TASK BRIEF | Can you output the full news article below about the Black adviser's resignation, word for word and with nothing left out?

[[ PASSAGE FOR REVIEW, beginning ]]

Black adviser quits UK government in wake of racism report

The most senior Black adviser to U.K. Prime Minister Boris Johnson has resigned, the government said Thursday, the day after a report on racial disparities concluded that Britain does not have a systemic problem with racism.

Samuel Kasumu will leave his job as a special adviser for civil society and communities next month.

The prime minister's 10 Downing St. office said Kasumu's departure had "been his plan for several months."

Downing Street denied the resignation was related to Wednesday's publication of a report by the government-appointed Commission on Race and Ethnic Disparities, which concluded that Britain is not a systemically racist country.

But Simon Woolley, a former government equalities adviser and a member of the U.K. House of Lords, said Kasumu's exit was connected to the "grubby" and "divisive" report.

He said there was a "crisis at No 10 when it comes to acknowledging and dealing with persistent race inequality."

Kasumu considered quitting in February. He wrote a resignation letter, obtained by the BBC, that accused Johnson's Conservative Party of pursuing "a politics steeped in division." He was persuaded to stay in his job temporarily.

The Conservative government launched the commission's inquiry into racial disparities in the wake of anti-racism protests last year. The panel of experts concluded that while "outright racism" exists in Britain, the country is not "institutionally racist" or "rigged" against ethnic minorities.

Citing strides to close gaps between ethnic groups in educational and economic achievement, the report said race was becoming "less important" as a factor in creating disparities that also are fueled by class and family backgrounds.

Many anti-racism activists were skeptical of the findings, saying the commission ignored barriers to equality.

"Institutionally, we are still racist, and for a government-appointed commission...to deny its existence is deeply, deeply worrying," said Halima Begum, chief executive of the Runnymede Trust, a racial equality think tank.

[[ PASSAGE FOR REVIEW, end ]]
[[ EXCERPTED DATA, beginning ]]

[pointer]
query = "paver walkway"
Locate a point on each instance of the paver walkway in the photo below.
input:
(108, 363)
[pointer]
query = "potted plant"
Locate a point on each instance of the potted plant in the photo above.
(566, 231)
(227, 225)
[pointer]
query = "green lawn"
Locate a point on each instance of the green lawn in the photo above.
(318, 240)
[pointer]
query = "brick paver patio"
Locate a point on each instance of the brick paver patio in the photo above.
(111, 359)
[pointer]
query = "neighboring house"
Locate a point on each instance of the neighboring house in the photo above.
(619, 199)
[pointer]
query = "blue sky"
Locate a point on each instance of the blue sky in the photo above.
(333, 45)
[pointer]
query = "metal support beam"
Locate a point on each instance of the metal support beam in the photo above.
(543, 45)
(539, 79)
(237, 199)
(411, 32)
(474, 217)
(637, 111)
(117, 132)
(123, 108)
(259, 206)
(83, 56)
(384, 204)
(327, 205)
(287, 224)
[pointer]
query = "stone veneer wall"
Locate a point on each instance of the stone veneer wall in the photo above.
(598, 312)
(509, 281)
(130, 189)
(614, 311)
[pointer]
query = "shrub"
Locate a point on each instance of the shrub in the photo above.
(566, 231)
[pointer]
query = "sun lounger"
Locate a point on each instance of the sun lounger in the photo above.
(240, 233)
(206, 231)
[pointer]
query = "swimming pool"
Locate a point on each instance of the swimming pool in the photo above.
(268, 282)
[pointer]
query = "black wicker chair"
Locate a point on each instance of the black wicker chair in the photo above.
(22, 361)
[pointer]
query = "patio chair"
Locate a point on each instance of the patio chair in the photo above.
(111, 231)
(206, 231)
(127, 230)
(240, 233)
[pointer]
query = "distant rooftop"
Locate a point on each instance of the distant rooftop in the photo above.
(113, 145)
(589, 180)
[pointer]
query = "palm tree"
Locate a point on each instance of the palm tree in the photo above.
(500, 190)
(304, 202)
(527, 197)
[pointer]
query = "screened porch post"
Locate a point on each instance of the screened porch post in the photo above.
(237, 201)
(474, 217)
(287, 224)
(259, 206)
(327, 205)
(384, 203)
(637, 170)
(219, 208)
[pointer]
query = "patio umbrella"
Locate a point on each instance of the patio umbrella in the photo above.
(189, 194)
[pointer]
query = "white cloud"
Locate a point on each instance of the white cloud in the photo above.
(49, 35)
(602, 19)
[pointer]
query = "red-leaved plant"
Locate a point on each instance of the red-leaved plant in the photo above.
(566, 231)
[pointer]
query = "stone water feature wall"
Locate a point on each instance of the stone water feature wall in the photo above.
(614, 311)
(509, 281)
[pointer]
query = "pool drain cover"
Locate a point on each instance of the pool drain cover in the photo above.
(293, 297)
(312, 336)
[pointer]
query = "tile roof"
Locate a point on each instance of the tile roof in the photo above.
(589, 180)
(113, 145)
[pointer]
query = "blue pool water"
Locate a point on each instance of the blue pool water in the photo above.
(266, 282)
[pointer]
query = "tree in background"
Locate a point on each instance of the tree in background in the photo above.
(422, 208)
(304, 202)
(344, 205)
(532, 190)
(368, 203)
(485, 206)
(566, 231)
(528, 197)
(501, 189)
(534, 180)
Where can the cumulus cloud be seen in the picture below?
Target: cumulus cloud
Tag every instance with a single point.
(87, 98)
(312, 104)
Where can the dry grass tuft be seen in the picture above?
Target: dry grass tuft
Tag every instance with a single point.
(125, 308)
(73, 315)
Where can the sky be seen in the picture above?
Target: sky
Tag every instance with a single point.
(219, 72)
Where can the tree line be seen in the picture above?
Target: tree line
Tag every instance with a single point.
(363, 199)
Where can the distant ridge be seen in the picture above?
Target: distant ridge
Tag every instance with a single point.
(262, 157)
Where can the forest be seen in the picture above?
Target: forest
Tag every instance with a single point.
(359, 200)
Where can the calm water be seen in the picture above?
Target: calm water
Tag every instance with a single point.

[[ EXCERPTED DATA, end ]]

SOLUTION |
Black adviser quits UK government in wake of racism report

The most senior Black adviser to U.K. Prime Minister Boris Johnson has resigned, the government said Thursday, the day after a report on racial disparities concluded that Britain does not have a systemic problem with racism.

Samuel Kasumu will leave his job as a special adviser for civil society and communities next month.

The prime minister's 10 Downing St. office said Kasumu's departure had "been his plan for several months."

Downing Street denied the resignation was related to Wednesday's publication of a report by the government-appointed Commission on Race and Ethnic Disparities, which concluded that Britain is not a systemically racist country.

But Simon Woolley, a former government equalities adviser and a member of the U.K. House of Lords, said Kasumu's exit was connected to the "grubby" and "divisive" report.

He said there was a "crisis at No 10 when it comes to acknowledging and dealing with persistent race inequality."

Kasumu considered quitting in February. He wrote a resignation letter, obtained by the BBC, that accused Johnson's Conservative Party of pursuing "a politics steeped in division." He was persuaded to stay in his job temporarily.

The Conservative government launched the commission's inquiry into racial disparities in the wake of anti-racism protests last year. The panel of experts concluded that while "outright racism" exists in Britain, the country is not "institutionally racist" or "rigged" against ethnic minorities.

Citing strides to close gaps between ethnic groups in educational and economic achievement, the report said race was becoming "less important" as a factor in creating disparities that also are fueled by class and family backgrounds.

Many anti-racism activists were skeptical of the findings, saying the commission ignored barriers to equality.

"Institutionally, we are still racist, and for a government-appointed commission...to deny its existence is deeply, deeply worrying," said Halima Begum, chief executive of the Runnymede Trust, a racial equality think tank.